▶ _Instrução 1_:
Transcreva a parte do texto sobre a Lei Rouanet que começa em "A Lei Federal" e termina em "ao Bahia Notícias.".

▶ _Trecho selecionado_:
Como o Bahia Notícias divulgou na semana passada, uma pesquisa da Nexo concluiu que apenas 1% da captação de recursos via Lei Rouanet foi destinada à Bahia. Segundo o instituto, uma das causas para essa realidade foi o baixo investimento no estado por parte das principais empresas brasileiras.
 
A Lei Federal de Incentivo à Cultura, mais conhecida como Lei Rouanet, tem como objetivo instituir políticas públicas para incentivar a cultura nacional. Dessa forma, o produtor ou artista deve apresentar projeto cultural no Ministério da Cultura (MinC) junto com o orçamento e, se aprovado pelo Conselho Nacional, obtém uma carta que o permite ir atrás de patrocinadores para conseguir a verba necessária. Em contrapartida, parte do imposto de renda – 6% para as empresas e 4% no caso de pessoa física - é revertido para a cultura. Os maiores entraves, no entanto, não são governo. “A burocracia estatal é a parte mais fácil. Difícil é convencer a empresa a comprar a ideia e investir no projeto. Dos milhares de projetos aprovados pelo MinC anualmente, só 20% consegue patrocinador”, afirma a advogada e atriz Anna Tereza Landgraf ao Bahia Notícias.
 
Para o secretário de Cultura da Bahia, Albino Rubim, o baixo patrocínio por parte das empresas do estado se deve ao fato de “a Lei Rouanet ser um mecanismo de financiamento extremamente concentrador". "Como quem decide em quais projetos investir é a empresa e grande parte das sedes está no Rio de Janeiro e em São Paulo, em torno de 70% e 80% dos investimentos tendem a se concentrar nesses dois estados. Assim, o que sobra para os outros é muito pouco. O número de projetos que a Bahia apresentou e que foram aprovados foi grande, o problema é que não houve a captação depois”, avaliou.
 
De acordo com Marcio Polidoro, diretor de comunicação da Odebrecht, uma das maiores empresas sediadas na Bahia, a instituição acredita que “o incentivo fiscal é um importante estímulo ao apoio cultural no Brasil, mas não deve ser a única maneira desta ação se concretizar". "Ao longo de 2012, em projetos de natureza cultural, ambiental e social, a Odebrecht investiu R$ 108 milhões. O Prêmio Odebrecht de Pesquisa Histórica – Clarival do Prado Valladares, por exemplo, é concedido a projetos selecionados por uma comissão julgadora e cobre todas as despesas do projeto, desde a pesquisa e a edição até sua publicação e evento de lançamento”.

▶ _Instrução 2_:
Reúna, dos registros abaixo, cada linha em que aparece a palavra "weathered".

▶ _Dados de entrada_:
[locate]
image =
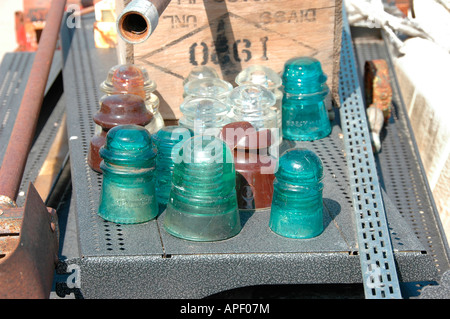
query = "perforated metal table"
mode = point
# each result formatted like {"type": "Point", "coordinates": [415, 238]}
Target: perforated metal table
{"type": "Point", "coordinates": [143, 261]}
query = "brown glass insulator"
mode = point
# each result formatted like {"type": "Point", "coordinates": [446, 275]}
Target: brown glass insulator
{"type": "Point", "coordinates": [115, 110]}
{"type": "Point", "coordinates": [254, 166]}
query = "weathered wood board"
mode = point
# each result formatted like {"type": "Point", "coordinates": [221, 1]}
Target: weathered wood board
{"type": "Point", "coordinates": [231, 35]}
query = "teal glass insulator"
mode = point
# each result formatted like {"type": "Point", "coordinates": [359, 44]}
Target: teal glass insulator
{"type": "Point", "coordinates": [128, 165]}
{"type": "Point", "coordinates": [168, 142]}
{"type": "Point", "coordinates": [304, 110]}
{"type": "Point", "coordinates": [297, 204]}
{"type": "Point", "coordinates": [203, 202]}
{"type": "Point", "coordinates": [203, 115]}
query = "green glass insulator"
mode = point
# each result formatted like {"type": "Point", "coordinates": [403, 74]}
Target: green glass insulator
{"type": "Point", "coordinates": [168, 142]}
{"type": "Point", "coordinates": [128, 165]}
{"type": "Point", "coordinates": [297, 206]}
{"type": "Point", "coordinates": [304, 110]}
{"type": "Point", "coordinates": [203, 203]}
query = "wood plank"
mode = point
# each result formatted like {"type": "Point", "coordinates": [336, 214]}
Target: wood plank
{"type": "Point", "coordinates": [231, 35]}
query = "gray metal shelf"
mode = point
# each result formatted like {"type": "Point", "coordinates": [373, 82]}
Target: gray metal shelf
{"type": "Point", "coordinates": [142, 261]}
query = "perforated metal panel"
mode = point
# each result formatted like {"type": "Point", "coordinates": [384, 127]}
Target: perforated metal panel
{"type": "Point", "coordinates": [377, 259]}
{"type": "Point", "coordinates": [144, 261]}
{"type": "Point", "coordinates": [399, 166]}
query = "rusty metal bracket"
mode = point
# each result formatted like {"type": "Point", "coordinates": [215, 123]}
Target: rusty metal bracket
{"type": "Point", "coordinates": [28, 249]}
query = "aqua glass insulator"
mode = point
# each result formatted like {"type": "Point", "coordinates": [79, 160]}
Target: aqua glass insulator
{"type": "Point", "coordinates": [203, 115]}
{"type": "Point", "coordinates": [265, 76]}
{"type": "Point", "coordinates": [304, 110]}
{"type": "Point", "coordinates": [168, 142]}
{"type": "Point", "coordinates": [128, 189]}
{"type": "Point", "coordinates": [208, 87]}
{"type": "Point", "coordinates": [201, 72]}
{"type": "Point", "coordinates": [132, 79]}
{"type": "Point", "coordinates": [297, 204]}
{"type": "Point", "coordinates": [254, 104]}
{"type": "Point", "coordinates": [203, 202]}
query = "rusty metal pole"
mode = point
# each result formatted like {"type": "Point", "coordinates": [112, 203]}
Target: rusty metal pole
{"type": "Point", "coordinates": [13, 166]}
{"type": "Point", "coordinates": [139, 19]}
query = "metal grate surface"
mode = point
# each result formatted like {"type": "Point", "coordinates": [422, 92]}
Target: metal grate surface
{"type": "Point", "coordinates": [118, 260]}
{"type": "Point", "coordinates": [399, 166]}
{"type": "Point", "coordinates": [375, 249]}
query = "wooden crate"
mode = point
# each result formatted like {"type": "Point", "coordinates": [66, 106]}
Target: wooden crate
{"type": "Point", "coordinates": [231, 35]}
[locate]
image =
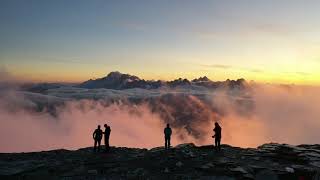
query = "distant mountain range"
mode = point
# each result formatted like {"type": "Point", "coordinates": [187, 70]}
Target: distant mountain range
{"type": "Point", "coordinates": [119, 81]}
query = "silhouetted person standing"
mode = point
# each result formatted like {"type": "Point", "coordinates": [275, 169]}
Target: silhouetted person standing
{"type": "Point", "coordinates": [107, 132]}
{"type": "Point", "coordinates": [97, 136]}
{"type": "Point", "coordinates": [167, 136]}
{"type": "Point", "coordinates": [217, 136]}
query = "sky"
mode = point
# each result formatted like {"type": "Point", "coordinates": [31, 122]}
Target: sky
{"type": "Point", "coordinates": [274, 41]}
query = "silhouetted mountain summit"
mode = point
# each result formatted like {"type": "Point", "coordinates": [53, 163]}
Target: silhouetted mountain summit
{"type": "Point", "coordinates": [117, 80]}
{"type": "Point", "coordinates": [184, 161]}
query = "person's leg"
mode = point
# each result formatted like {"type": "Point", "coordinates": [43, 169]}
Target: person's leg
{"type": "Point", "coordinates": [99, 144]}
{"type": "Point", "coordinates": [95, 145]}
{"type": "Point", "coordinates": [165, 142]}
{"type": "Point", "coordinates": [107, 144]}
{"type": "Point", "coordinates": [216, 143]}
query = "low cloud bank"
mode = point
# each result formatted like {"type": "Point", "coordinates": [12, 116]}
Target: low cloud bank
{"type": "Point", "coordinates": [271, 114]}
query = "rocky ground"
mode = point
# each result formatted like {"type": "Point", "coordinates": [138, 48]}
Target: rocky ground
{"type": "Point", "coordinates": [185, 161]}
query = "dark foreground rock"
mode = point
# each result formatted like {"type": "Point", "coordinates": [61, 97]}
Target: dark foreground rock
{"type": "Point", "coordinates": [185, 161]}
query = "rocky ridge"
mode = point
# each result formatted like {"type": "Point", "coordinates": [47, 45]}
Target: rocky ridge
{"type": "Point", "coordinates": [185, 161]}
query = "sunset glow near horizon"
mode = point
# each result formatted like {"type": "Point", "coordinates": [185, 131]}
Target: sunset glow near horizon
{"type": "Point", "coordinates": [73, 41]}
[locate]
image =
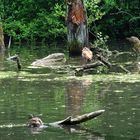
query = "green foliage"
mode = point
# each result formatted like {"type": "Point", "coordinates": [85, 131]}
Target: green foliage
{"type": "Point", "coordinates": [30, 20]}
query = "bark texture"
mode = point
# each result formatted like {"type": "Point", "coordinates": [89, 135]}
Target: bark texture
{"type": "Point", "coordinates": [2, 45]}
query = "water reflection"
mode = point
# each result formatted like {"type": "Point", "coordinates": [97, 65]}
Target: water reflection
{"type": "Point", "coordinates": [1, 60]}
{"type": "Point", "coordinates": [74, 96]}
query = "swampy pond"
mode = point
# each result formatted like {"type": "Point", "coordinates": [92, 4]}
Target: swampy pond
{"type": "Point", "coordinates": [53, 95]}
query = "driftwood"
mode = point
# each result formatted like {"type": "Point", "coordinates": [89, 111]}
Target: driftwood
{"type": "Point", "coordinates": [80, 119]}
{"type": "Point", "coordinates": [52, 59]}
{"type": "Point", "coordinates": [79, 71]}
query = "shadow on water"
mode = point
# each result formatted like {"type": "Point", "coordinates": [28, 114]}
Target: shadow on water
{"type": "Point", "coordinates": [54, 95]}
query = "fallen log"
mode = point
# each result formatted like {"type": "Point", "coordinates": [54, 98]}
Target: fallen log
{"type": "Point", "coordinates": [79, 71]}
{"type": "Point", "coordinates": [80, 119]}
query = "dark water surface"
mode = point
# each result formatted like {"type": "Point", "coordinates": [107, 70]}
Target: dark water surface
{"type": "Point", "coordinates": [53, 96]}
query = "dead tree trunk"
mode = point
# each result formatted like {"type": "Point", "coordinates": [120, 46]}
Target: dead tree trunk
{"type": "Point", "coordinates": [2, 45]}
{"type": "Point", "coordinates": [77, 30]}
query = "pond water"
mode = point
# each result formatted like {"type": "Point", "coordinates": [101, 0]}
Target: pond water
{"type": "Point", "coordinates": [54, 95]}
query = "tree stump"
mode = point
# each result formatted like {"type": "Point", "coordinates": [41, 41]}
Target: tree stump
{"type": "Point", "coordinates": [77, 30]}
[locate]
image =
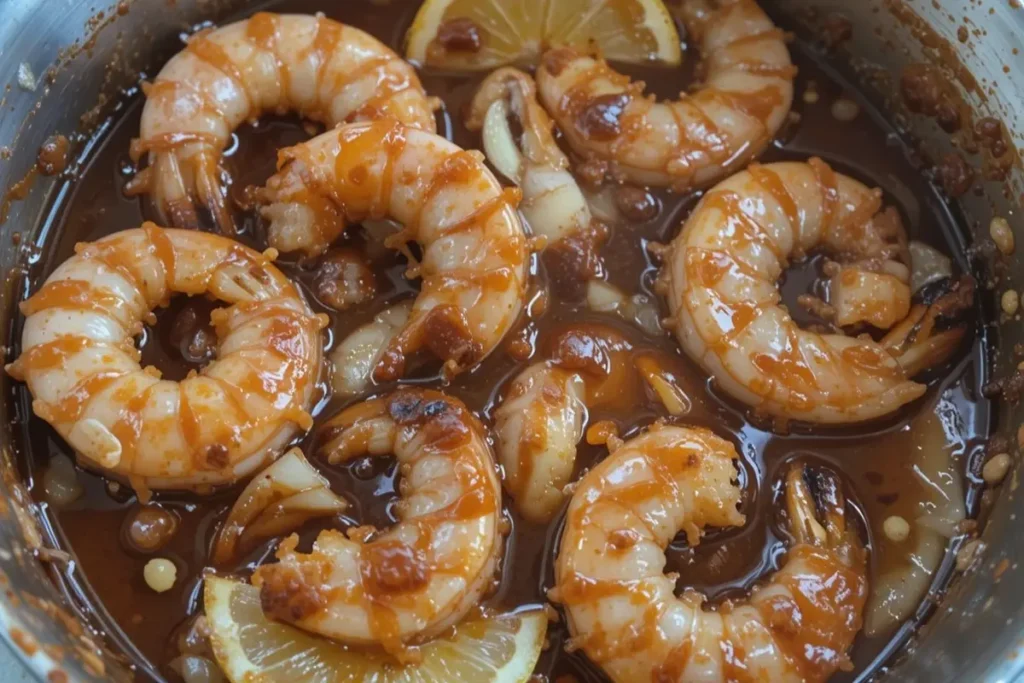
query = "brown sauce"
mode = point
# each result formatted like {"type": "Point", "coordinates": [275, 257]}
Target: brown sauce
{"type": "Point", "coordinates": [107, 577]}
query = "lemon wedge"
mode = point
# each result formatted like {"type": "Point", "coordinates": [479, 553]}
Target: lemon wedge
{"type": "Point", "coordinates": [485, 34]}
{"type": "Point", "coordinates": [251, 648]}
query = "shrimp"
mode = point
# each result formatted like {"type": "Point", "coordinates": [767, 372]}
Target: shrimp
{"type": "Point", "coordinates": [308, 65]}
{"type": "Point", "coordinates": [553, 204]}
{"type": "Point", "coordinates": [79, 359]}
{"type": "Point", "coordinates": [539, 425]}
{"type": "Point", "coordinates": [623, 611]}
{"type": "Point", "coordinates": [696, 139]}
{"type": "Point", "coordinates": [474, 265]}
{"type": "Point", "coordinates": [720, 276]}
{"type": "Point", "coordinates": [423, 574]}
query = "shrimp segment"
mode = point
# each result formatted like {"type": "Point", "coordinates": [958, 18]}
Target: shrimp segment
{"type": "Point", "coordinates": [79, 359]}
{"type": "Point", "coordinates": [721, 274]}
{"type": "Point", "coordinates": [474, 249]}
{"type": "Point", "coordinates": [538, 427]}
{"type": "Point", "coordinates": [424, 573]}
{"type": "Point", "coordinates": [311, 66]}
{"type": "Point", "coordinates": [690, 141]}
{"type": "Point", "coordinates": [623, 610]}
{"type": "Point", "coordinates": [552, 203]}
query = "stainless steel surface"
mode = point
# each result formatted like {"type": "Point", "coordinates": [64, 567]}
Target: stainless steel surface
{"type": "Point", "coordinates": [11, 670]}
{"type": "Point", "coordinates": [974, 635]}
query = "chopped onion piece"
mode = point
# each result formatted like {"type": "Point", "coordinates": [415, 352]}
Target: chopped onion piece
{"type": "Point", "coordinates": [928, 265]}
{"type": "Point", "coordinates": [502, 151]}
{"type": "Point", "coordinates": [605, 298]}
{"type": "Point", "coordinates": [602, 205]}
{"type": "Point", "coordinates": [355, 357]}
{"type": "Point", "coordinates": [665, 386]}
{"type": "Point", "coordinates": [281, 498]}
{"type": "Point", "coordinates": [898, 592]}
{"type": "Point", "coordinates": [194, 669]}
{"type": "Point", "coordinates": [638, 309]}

▶ _Resposta correta 1_:
A Lei Federal de Incentivo à Cultura, mais conhecida como Lei Rouanet, tem como objetivo instituir políticas públicas para incentivar a cultura nacional. Dessa forma, o produtor ou artista deve apresentar projeto cultural no Ministério da Cultura (MinC) junto com o orçamento e, se aprovado pelo Conselho Nacional, obtém uma carta que o permite ir atrás de patrocinadores para conseguir a verba necessária. Em contrapartida, parte do imposto de renda – 6% para as empresas e 4% no caso de pessoa física - é revertido para a cultura. Os maiores entraves, no entanto, não são governo. “A burocracia estatal é a parte mais fácil. Difícil é convencer a empresa a comprar a ideia e investir no projeto. Dos milhares de projetos aprovados pelo MinC anualmente, só 20% consegue patrocinador”, afirma a advogada e atriz Anna Tereza Landgraf ao Bahia Notícias.

▶ _Resposta correta 2_:
query = "weathered wood board"
Target: weathered wood board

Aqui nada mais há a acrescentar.